Data to use:
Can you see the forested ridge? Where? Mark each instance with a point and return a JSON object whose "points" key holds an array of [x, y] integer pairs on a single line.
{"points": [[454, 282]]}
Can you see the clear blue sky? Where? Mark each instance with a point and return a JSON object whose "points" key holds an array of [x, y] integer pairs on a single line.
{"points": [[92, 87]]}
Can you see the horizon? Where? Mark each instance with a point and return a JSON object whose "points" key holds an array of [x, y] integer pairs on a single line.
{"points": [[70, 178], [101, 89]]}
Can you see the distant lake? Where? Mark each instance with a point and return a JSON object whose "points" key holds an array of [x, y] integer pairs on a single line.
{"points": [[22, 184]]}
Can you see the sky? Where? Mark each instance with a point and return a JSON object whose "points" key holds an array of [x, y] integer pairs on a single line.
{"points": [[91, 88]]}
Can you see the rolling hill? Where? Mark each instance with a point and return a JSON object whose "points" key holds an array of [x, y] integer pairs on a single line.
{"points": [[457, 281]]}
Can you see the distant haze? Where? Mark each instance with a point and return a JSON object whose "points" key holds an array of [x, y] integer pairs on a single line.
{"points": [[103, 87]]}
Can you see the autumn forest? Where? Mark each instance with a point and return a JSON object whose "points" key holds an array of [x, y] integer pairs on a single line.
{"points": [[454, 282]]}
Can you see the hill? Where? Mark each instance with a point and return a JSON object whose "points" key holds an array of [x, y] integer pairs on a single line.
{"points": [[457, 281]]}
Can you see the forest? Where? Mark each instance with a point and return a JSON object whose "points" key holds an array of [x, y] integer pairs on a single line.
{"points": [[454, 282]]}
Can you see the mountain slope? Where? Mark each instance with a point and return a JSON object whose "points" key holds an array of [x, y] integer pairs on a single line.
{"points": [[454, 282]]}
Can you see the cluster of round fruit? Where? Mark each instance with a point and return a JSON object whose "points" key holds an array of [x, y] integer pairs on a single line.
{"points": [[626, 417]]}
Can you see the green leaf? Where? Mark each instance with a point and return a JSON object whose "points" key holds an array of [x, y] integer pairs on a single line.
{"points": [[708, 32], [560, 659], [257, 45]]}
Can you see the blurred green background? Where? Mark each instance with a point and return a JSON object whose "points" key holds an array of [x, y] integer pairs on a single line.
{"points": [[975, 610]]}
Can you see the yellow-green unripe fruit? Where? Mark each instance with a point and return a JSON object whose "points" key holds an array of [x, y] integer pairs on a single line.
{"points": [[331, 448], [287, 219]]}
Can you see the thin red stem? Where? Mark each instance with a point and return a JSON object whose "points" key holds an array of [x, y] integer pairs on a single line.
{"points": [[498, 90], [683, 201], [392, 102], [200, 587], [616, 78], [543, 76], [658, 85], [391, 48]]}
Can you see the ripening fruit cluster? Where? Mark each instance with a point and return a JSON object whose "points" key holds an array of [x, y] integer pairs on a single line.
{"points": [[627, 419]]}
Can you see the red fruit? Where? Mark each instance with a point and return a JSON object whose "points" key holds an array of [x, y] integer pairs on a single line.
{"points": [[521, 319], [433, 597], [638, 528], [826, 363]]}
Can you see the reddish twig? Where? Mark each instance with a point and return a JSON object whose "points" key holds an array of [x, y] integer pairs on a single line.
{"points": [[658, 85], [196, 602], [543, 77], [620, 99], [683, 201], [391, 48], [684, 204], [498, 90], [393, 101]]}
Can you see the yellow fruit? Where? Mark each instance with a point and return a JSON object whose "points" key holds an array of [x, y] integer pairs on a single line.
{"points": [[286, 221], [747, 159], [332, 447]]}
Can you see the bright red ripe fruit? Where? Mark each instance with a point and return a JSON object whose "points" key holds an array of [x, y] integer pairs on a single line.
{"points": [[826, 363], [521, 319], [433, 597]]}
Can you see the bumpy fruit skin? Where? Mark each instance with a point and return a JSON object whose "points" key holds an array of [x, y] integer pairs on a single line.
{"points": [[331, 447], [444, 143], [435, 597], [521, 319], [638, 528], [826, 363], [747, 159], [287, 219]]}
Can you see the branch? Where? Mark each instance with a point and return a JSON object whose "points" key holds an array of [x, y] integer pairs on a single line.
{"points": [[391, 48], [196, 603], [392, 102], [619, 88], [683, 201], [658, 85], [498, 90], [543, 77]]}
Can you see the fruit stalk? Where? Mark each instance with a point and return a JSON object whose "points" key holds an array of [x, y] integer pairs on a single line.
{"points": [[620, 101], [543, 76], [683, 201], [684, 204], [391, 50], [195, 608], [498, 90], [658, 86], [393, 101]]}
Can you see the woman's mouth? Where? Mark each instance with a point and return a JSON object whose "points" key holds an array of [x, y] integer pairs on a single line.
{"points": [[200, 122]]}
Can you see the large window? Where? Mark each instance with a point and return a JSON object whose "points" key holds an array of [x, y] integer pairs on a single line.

Aim: Write every entry out again exactly.

Written response:
Can you see the forested ridge? Where? Mark each instance with a point and return a JSON object whose "points" key holds an array of [x, y] integer pairs on a single line.
{"points": [[454, 282]]}
Can you see the clear blue sky? Where? Mark each instance with a point and return a JSON object whose "points" key holds an array of [x, y] integer pairs on a single line.
{"points": [[92, 87]]}
Can you see the horizon? Where? Mark each instance with a point and return a JSON object whose "points" key holds an array of [x, y] integer pairs on a single line.
{"points": [[70, 178], [101, 89]]}
Can you see the distant lake? Where? Mark each instance with a point and return a JSON object whose "points" key holds an array of [x, y] integer pairs on a single line.
{"points": [[22, 184]]}
Can you see the sky? Where? Mark each instance with a point and return a JSON object whose "points" key holds an array of [x, y] integer pairs on a single line.
{"points": [[91, 88]]}
Can you see the rolling hill? Where? Mark each instance with a point and return a JSON object whose "points" key holds an array of [x, y] integer pairs on a single line.
{"points": [[457, 281]]}
Can you see the distant haze? Where? Mark each instance with a point and return a JSON object whose "points" key holds an array of [x, y] integer pairs on a single line.
{"points": [[103, 87]]}
Can you see the autumn forest? Where? Mark each instance with a point and return a JSON object whose "points" key holds an array of [x, y] integer pairs on a single line.
{"points": [[454, 282]]}
Can you see the hill? Where? Mark each instance with a point and return a JSON object whose "points" key holds an array of [x, y] integer pairs on a single line.
{"points": [[457, 281]]}
Can you see the forest? Where? Mark each instance with a point and return a JSON object whose "points" key holds an array of [x, y] integer pairs on a single line.
{"points": [[454, 282]]}
Can you see the mountain slope? Where? Mark each instance with a point and return a JSON object whose "points" key holds an array of [x, y] integer pairs on a single line.
{"points": [[454, 282]]}
Can you see the cluster of round fruit? Where? Mark each instance with a point and return a JSON object whose "points" key holds an array of [x, y] integer pairs on a single line.
{"points": [[626, 417]]}
Can you see the green leaf? Where? Mark each instance with a point and return a JSON object whose "points" key holds an array of [x, y] integer pairs on a single line.
{"points": [[708, 32], [560, 659], [257, 45]]}
Can you see the blurred green background? Where? Mark each instance with a point and return a JSON object whose "points" key holds an array of [x, y] integer pairs on a single line.
{"points": [[975, 610]]}
Can you see the yellow-green unripe fruit? Where? Mark each instance with a point and return a JSON object whose "points" key holds an array of [x, y] integer pairs on a single line.
{"points": [[331, 448], [287, 219]]}
Can you see the thin red stem? Where? Mark each instance with a point and return a JSON object whose "points" key holds an array of [x, y] integer pairs on a single line.
{"points": [[498, 90], [683, 201], [392, 102], [200, 587], [616, 78], [543, 76], [658, 85], [391, 48]]}
Can you see the ripening fruit cluster? Where? Mark each instance with a point and return a JSON object whose "points" key holds an array of [x, y] integer pairs on a single line.
{"points": [[627, 419]]}
Can you see the red fruit? Where? Mark each instance with a point and return a JSON object whose "points" key holds an array of [x, y] integer pairs on a single line.
{"points": [[521, 319], [433, 597], [638, 528], [826, 363]]}
Can you see the reddish twig? Where? Mark each instance with a point and return a JSON object whose "points" key holds an array of [x, y] integer pairs on a single line.
{"points": [[658, 85], [196, 602], [543, 77], [620, 99], [683, 201], [391, 48], [684, 204], [498, 90], [393, 101]]}
Can you see the yellow fruit? Where? Mark each instance with a point and return a JSON object whose "points" key holds an array of [x, y] integer pairs on a single line.
{"points": [[286, 221], [747, 159], [332, 447]]}
Can you see the bright red ripe fruit? Where? Mark each instance with a point and return a JSON object whose "points" key holds an array of [x, y] integer pairs on a single line.
{"points": [[826, 363], [521, 319], [433, 597]]}
Can you see the bumpy fruit skin? Where? Mark each instance with a point and return a JSON object whose "points" key holds an array of [x, y] integer pairs on a single line.
{"points": [[331, 447], [444, 143], [435, 597], [521, 319], [638, 528], [826, 363], [747, 159], [287, 219]]}
Can you see the branch? Where? Mark each instance with a point and return a JSON object whose "points" key holds an array of [x, y] integer pairs on a single line.
{"points": [[391, 48], [196, 603], [392, 102], [619, 88], [683, 201], [658, 85], [498, 90], [543, 77]]}
Can you see the fruit stalk? Where? Mark each instance with a point and return a JSON object whose "points" key holds an array of [x, y] integer pairs on a single line.
{"points": [[620, 101], [543, 76], [683, 201], [684, 204], [391, 50], [195, 608], [498, 90], [658, 86], [393, 101]]}
Can you see the woman's mouth? Where? Mark each instance with a point and return a JSON object whose "points" key holds an array of [x, y] integer pairs on a single line.
{"points": [[200, 122]]}
Can you see the large window? Where? Mark each instance with a point and return a JSON object whose "points" key holds an array of [x, y] integer pairs on a single line.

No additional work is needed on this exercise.